## EXERCISE DESCRIPTION
Please rewrite all of the records below as a JSON list of strings, with one string per line and any blank lines omitted.

## Entries on locating named things
━━━━━━━━
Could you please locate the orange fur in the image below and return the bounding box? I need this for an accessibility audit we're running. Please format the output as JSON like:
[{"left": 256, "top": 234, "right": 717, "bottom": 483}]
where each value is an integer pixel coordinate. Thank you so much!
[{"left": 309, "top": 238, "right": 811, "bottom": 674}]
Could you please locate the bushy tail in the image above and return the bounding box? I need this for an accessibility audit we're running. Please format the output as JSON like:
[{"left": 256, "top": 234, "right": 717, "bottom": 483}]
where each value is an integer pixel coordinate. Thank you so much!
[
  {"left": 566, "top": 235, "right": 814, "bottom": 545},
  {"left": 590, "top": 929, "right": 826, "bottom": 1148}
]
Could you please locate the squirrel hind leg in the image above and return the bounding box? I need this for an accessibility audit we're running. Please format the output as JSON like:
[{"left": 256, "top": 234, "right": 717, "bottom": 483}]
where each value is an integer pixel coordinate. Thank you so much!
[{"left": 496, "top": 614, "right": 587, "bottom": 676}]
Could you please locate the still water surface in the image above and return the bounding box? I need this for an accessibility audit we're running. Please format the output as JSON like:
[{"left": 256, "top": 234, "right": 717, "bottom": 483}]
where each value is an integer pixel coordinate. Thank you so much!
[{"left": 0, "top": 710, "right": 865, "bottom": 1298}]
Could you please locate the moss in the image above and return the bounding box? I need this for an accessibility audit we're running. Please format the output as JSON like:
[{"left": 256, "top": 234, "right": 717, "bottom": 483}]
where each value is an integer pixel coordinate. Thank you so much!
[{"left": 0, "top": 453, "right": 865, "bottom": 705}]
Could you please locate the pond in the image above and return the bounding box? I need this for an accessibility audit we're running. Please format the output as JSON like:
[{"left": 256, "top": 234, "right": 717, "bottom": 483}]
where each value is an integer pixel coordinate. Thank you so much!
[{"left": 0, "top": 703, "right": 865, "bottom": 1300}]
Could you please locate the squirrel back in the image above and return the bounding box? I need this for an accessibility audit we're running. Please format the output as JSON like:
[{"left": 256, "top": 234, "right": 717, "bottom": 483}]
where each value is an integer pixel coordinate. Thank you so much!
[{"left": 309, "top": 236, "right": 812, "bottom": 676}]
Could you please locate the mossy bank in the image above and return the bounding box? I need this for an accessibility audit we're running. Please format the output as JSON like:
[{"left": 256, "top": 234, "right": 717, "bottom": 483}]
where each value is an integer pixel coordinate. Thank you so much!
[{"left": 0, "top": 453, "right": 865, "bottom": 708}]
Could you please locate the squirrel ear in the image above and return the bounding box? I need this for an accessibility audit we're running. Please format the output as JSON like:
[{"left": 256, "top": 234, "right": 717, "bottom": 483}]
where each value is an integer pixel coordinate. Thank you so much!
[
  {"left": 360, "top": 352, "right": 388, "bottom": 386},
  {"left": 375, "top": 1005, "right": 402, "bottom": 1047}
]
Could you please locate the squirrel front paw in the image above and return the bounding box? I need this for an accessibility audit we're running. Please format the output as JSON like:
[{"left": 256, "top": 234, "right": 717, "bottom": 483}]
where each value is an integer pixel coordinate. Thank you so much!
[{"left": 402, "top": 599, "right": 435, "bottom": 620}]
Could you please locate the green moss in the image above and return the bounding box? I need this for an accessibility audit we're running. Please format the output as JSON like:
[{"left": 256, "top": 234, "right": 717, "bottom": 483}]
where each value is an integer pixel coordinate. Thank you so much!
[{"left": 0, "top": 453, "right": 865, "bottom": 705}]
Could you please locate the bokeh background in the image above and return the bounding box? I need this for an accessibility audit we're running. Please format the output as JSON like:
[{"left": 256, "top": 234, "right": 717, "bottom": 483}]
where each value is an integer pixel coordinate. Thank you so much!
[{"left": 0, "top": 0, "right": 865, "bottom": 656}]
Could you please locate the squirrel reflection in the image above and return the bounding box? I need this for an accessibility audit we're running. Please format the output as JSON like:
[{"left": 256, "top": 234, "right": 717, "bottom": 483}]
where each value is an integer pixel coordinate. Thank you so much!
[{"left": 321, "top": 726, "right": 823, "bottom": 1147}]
━━━━━━━━
## EXERCISE OUTPUT
[
  "Could you please locate the orange fur in the image below and return the bounding box? I need this for an accessibility audit we're running. Please format the output as JSON like:",
  "[{\"left\": 256, \"top\": 234, \"right\": 717, \"bottom\": 483}]",
  "where each value is an integer pixel coordinate. Thank you so much!",
  "[{\"left\": 309, \"top\": 238, \"right\": 811, \"bottom\": 674}]",
  "Could you please locate the bushy tail in the image above and return the bounding box? I need this for an accessibility audit we're running. Please format the output as JSON like:",
  "[{\"left\": 256, \"top\": 234, \"right\": 717, \"bottom\": 483}]",
  "where each value is an integer pixel coordinate. Thank you so much!",
  "[",
  "  {\"left\": 566, \"top\": 235, \"right\": 814, \"bottom\": 545},",
  "  {\"left\": 590, \"top\": 929, \"right\": 826, \"bottom\": 1148}",
  "]",
  "Could you please locate the squirrel hind leg in the image above and return the bounding box? I need this for an accessibility audit we're running. Please format the output as JSON like:",
  "[{\"left\": 256, \"top\": 234, \"right\": 717, \"bottom\": 483}]",
  "where each value is an integer pixel coordinate. Thank you so much!",
  "[{\"left\": 496, \"top\": 614, \"right\": 587, \"bottom\": 676}]",
  "Could you please locate the still water surface in the image above and return the bounding box? I need this for an accessibility audit we're running. Please format the output as JSON like:",
  "[{\"left\": 256, \"top\": 234, \"right\": 717, \"bottom\": 483}]",
  "where each value is an integer pixel coordinate. Thank you so much!",
  "[{\"left\": 0, \"top\": 710, \"right\": 865, \"bottom\": 1298}]",
  "Could you please locate the moss in the image above and return the bounding box? I need this for an accessibility audit we're running. Please format the output as JSON like:",
  "[{\"left\": 256, \"top\": 234, \"right\": 717, \"bottom\": 483}]",
  "where each value is an integer pixel coordinate. Thank you so much!",
  "[{\"left\": 0, \"top\": 453, \"right\": 865, \"bottom\": 705}]",
  "Could you please locate the pond in the image above and return the bounding box? I need this for an accessibility audit we're running. Please format the output as JSON like:",
  "[{\"left\": 256, \"top\": 234, \"right\": 717, \"bottom\": 483}]",
  "where each value is an integer pixel coordinate. Thank you so much!",
  "[{\"left\": 0, \"top\": 703, \"right\": 865, \"bottom\": 1300}]",
  "Could you please locate the squirrel back in the image above and return the bounding box? I need this for an accessibility audit we're running. Please format the output as JSON like:",
  "[{\"left\": 256, \"top\": 234, \"right\": 717, \"bottom\": 483}]",
  "where each value is an integer pixel coordinate. Thank you so much!",
  "[{\"left\": 309, \"top\": 236, \"right\": 812, \"bottom\": 676}]",
  "Could you please locate the mossy bank in the image above and return the bounding box? I need this for an accessibility audit we're running. Please format the output as JSON like:",
  "[{\"left\": 256, \"top\": 234, \"right\": 717, \"bottom\": 483}]",
  "where each value is an integer pixel coordinate. Thank you so much!",
  "[{\"left\": 0, \"top\": 453, \"right\": 865, \"bottom\": 708}]",
  "Could you please locate the squirrel ear in the image above and return the bounding box? I need this for an accessibility audit we're running. Please format the output as JSON like:",
  "[{\"left\": 256, \"top\": 234, \"right\": 717, \"bottom\": 483}]",
  "where each value is an integer pixel coordinate. Thank you so much!",
  "[",
  "  {\"left\": 360, \"top\": 352, \"right\": 388, \"bottom\": 386},",
  "  {\"left\": 375, \"top\": 1005, \"right\": 402, \"bottom\": 1047}",
  "]",
  "Could you please locate the squirrel front paw in the image above and return the bounding box? I need this for an accessibility audit we're running. Please format the output as JSON like:",
  "[{\"left\": 256, \"top\": 234, \"right\": 717, \"bottom\": 483}]",
  "where each value is an integer pixel coordinate. Thank you so much!",
  "[{\"left\": 402, \"top\": 599, \"right\": 435, \"bottom\": 620}]",
  "Could you please locate the green moss in the image above and return the bounding box? I need this for an accessibility audit we're running. Please format the output as JSON like:",
  "[{\"left\": 256, \"top\": 234, \"right\": 717, \"bottom\": 483}]",
  "where each value is an integer pixel coordinate. Thank you so much!",
  "[{\"left\": 0, \"top\": 453, \"right\": 865, \"bottom\": 705}]",
  "Could you please locate the bokeh background in the image above and return the bounding box? I need this for an accessibility audit we're running. Please format the output as JSON like:",
  "[{\"left\": 256, \"top\": 234, \"right\": 717, \"bottom\": 483}]",
  "where each value is an integer pixel coordinate. Thank you so much!",
  "[{\"left\": 0, \"top\": 0, \"right\": 865, \"bottom\": 656}]",
  "Could you please locate the squirrel reflection in the image above and return the bounding box? I need this for an accessibility audit we're running. Please format the output as JSON like:",
  "[{\"left\": 256, \"top\": 234, \"right\": 717, \"bottom\": 483}]",
  "where each value is an integer pixel coordinate. Thank you so much!",
  "[{\"left\": 321, \"top\": 726, \"right\": 823, \"bottom\": 1147}]"
]